→ **AIM OF THE EXERCISE**: Wherever the string "industrial" shows up in the records below, return that line.

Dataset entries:

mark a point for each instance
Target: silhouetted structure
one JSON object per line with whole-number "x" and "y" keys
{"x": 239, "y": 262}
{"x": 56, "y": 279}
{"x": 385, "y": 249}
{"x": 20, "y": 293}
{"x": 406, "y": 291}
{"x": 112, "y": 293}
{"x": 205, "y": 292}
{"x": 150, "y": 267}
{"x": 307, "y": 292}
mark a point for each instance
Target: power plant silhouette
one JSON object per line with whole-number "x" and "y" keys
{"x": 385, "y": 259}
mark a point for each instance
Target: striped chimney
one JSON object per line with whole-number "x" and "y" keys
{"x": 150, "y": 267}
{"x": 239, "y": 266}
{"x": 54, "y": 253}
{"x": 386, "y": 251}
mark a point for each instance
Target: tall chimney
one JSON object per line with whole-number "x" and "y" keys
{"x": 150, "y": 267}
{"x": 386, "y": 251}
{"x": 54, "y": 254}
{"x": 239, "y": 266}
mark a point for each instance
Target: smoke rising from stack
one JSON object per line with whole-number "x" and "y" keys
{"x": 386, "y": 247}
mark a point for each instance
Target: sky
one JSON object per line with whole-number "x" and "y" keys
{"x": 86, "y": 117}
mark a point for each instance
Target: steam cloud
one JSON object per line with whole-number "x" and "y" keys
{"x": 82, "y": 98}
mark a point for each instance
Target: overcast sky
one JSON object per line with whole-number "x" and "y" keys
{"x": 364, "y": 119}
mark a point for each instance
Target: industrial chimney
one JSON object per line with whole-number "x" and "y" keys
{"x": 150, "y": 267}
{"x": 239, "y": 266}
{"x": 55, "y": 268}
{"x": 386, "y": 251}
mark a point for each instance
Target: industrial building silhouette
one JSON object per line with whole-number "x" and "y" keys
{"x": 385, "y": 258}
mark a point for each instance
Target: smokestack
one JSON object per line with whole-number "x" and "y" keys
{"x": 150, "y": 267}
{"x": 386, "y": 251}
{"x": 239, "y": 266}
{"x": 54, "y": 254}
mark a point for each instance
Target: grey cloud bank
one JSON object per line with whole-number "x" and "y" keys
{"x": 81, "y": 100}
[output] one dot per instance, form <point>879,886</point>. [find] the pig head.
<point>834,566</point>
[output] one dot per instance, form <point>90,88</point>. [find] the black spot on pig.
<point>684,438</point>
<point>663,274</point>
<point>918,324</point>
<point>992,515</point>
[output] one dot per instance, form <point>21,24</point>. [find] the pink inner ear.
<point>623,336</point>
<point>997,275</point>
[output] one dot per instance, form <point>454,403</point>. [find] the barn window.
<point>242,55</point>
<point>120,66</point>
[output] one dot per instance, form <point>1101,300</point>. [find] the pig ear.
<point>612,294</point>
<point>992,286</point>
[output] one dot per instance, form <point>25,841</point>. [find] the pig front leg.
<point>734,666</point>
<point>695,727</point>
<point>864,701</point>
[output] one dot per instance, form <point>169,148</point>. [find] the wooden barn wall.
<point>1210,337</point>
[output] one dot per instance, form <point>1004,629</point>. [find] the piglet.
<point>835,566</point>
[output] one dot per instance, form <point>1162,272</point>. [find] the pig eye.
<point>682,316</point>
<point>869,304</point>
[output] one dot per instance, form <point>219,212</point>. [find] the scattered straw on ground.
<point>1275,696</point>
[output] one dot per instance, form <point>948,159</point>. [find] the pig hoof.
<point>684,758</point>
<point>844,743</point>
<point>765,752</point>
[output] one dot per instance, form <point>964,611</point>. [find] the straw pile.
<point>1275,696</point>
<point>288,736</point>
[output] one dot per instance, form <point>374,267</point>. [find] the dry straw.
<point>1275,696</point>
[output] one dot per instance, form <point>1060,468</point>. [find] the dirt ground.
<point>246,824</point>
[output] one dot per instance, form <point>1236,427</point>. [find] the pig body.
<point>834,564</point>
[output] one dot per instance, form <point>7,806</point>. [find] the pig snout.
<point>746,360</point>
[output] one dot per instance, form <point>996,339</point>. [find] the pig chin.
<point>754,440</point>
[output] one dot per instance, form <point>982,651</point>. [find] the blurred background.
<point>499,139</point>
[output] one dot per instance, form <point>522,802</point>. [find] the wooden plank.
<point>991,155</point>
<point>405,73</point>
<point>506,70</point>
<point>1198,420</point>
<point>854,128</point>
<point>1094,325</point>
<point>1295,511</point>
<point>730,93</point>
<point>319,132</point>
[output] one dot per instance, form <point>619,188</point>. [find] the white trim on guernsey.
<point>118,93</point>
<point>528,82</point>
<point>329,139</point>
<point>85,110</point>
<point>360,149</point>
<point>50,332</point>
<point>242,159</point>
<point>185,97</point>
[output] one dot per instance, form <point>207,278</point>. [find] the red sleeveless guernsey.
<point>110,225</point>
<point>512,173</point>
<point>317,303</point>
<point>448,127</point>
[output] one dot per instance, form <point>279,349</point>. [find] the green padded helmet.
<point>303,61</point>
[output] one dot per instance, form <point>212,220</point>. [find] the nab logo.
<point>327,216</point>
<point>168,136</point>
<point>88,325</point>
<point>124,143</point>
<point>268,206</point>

→ **PROBLEM SOLUTION**:
Target: industrial chimney
Target: industrial building silhouette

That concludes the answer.